> [Short exercise]: Which lines in the material below contain the string "query", matching case exactly? Find each one and copy it.

> [Stored data entries]:
-- BEGIN --

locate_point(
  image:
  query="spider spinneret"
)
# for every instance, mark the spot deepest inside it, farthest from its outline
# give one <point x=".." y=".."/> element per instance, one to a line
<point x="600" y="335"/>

-- END --
-- BEGIN --

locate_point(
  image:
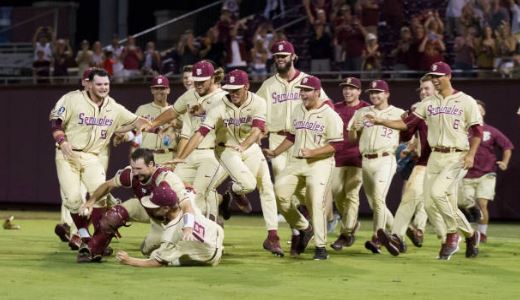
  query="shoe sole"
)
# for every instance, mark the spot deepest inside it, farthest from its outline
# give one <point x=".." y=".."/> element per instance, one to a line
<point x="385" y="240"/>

-- END --

> [Expected answer]:
  query="spider spinneret"
  query="shoe sole"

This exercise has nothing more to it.